WORK ORDER:
The response should consist of the records that follow, printed exactly.

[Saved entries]
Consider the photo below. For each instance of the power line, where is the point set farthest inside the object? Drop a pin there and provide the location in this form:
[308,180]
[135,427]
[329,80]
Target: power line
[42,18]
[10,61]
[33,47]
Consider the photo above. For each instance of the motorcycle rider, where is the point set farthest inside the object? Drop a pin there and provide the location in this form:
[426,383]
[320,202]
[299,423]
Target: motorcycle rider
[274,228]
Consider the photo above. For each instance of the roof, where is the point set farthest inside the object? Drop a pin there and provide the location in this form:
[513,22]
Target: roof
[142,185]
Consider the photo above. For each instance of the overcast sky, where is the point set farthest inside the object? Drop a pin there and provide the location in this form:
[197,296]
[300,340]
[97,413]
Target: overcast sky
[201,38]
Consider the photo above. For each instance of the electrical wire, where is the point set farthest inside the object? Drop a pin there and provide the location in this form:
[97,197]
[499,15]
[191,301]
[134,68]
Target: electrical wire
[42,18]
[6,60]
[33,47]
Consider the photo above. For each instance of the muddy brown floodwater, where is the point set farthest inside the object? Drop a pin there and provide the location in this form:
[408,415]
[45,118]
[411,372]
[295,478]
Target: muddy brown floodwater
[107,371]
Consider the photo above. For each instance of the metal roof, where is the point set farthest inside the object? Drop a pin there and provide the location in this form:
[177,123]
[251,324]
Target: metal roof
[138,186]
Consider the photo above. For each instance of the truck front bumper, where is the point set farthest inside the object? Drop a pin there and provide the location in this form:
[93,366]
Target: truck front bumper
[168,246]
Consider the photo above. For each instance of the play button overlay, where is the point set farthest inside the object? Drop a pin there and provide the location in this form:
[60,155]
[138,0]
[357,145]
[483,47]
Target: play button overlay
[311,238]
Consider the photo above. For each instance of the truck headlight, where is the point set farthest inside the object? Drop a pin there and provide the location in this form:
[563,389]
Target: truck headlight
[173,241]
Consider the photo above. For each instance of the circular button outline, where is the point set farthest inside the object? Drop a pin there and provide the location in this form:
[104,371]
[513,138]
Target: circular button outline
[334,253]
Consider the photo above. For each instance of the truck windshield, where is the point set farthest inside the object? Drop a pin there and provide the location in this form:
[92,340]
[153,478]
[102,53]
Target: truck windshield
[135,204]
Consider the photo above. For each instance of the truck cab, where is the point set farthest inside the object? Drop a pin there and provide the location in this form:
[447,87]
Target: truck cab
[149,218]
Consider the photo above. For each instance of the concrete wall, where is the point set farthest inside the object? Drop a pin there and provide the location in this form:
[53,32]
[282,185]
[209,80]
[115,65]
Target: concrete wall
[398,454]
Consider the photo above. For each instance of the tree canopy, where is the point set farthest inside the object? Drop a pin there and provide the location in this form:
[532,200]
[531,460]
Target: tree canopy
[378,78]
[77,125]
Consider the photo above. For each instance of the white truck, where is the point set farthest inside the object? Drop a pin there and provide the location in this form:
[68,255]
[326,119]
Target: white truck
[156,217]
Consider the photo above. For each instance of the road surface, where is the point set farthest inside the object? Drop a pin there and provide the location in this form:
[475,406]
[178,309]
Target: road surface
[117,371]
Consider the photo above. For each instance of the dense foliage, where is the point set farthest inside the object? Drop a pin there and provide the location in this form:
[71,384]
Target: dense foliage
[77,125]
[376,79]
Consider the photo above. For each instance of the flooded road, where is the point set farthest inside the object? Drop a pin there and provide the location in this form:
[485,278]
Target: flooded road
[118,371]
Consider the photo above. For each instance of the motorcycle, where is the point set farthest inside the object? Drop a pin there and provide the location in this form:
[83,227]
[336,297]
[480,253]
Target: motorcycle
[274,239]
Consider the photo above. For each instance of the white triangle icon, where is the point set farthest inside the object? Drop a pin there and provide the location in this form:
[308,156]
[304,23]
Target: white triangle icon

SOLUTION FOR THIS PROBLEM:
Consider the photo below. For each instance of the power line, where is the point set farthest inside the object? Drop a pin there and provide the location in this form:
[308,180]
[135,427]
[329,80]
Target: power line
[42,18]
[10,61]
[33,47]
Consider the photo above. For each instance of the motorcycle rider, where is the point set farthest inside the object? Drop a pin there and provide the location in this form:
[426,383]
[320,202]
[299,423]
Target: motorcycle rider
[274,228]
Consider the photo above. For each instance of the roof, where is the point set farthest inside the object? Drop a pin there and provide the location in this form:
[513,22]
Target: roof
[142,185]
Consider the photo above. For each instance of the overcast sky, where is the point set farthest inside the object? Drop a pin there and provide the location in this form:
[197,296]
[300,340]
[97,413]
Target: overcast sky
[201,38]
Consider the photo above. For each instance of the electrical wire, where is the point set farthest inside the object? Drop a pin there and provide the location in this form:
[97,197]
[499,15]
[191,301]
[134,68]
Target: electrical wire
[42,18]
[6,60]
[33,47]
Consider the photo above. For each instance of the muddy brown floodwater, where is the point set farthest inside the object? Drop a pin there and provide the location in this form:
[408,415]
[45,118]
[411,372]
[295,478]
Target: muddy brown floodwater
[107,371]
Consider the photo above. For each instance of the metal roof, where is the point set farthest inside the object? Drop a pin there and provide the location in this form:
[177,123]
[251,324]
Target: metal roof
[138,186]
Consider the photo above. For each instance of the truck front bumper, where is the point set farthest inside the object? Drop a pin there and provide the location in this form:
[93,366]
Target: truck front bumper
[168,246]
Consider the photo above. For each instance of the play button overlay, where is the point set farthest inside the object? Drop a pin there and provide the location in this form:
[60,155]
[138,0]
[357,145]
[483,47]
Target: play button overlay
[311,238]
Consider the photo above. For each instance of the truck headlight, where is the point set farthest inside the object? Drop a pin there and provide the location in this form:
[563,389]
Target: truck headlight
[173,241]
Consider the photo above. For each instance of the circular button outline, where is the point set farthest inside the object? Drop a pin there and provide the location in this form:
[104,371]
[513,138]
Target: circular button outline
[334,253]
Consider the photo above. For each instance of the truck windshield, where is the point set farthest inside the object? Drop a pin there and provide the location in this form:
[92,340]
[153,478]
[102,53]
Target: truck windshield
[135,204]
Consider the photo above. For each instance of the truck cab, where is the point set farthest inside the object? Drop a pin there and provide the location in this form:
[447,87]
Target: truck cab
[149,218]
Consider the photo above. For each instance of the concrete wall, where is the point set farthest inside the object? Drop a pin there and provide the location in this form:
[53,32]
[282,185]
[209,80]
[115,65]
Target: concrete wall
[398,454]
Consider the photo above. For each instance of the tree canopy, where is the point set farthest inside the object? Drop a pin there and provide the location in this form:
[532,200]
[531,460]
Target: tree canopy
[378,78]
[77,125]
Consider the photo above. For each instance of the white truck, where is the point set farthest inside the object? Drop a pin there and provide the location in this form:
[68,255]
[326,119]
Target: white truck
[156,217]
Consider the photo above. For each instance of the road surface, where is the point set farthest inside the object? Drop a pin there and provide the location in this form:
[475,406]
[178,309]
Target: road surface
[117,371]
Consider the photo above. For each instance of the dense foliage, where is the point set farthest inside the object? Drop a pin there and provide the location in this form:
[71,384]
Target: dense foliage
[77,125]
[376,79]
Consider the photo above. For each instance of the flooded road, where is the point set farthest inside the object? Drop a pin there and provide the location in this form:
[485,278]
Target: flooded road
[118,371]
Consider the photo above. For each instance of the motorcycle, where is the point set farthest inside the object? Drop a pin there and provide the location in this form:
[83,227]
[336,297]
[480,253]
Target: motorcycle
[274,239]
Consider the photo above. For each instance of the white triangle icon, where is the point set farthest inside the object? Drop a pin there and provide the location in this form:
[308,156]
[304,23]
Target: white triangle icon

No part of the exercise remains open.